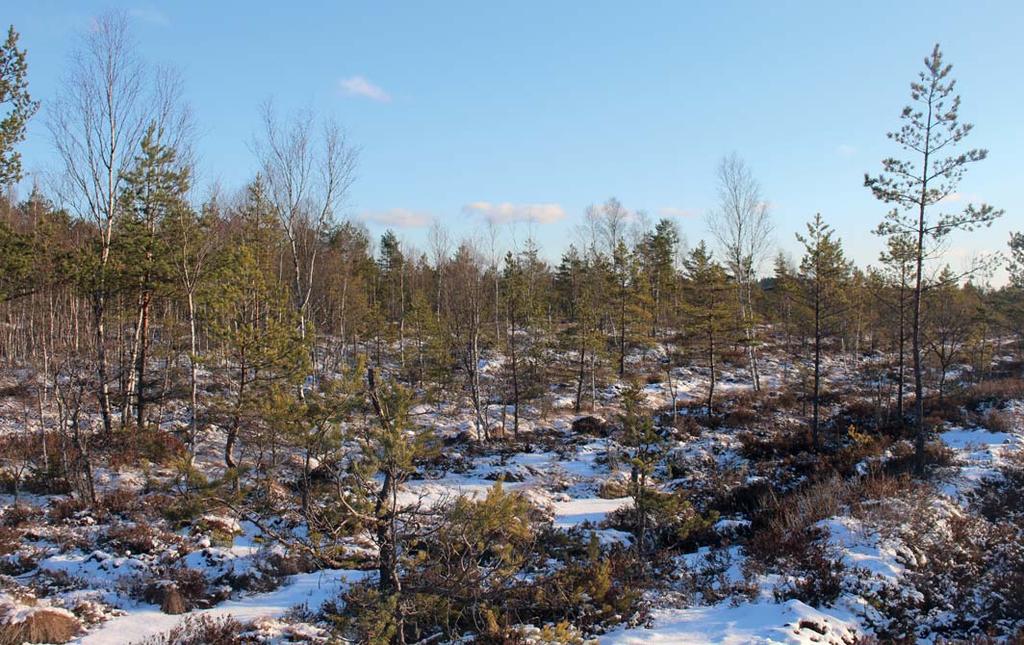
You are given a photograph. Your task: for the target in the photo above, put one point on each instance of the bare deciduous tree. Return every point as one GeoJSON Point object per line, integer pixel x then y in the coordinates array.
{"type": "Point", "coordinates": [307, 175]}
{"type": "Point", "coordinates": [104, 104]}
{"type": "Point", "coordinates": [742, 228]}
...
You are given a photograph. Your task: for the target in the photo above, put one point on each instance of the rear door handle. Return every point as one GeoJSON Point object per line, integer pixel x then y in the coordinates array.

* [WRITTEN EXERCISE]:
Pull out every line of the listing above that contains the string "GeoJSON", treating uppercase and lowercase letters as different.

* [EXPECTED ANSWER]:
You are given a photograph. Your task: for the target in the photo above, put one point on each instance of the bare deciduous tree. Return every point as one GeoJSON Point object per line, integer pixel x then y in the coordinates array.
You are given a photograph. Your task: for the target in the photo above, put one point on each instance of the rear door handle. Return every point as one GeoJSON Point object per line, integer pixel x then y in the coordinates array.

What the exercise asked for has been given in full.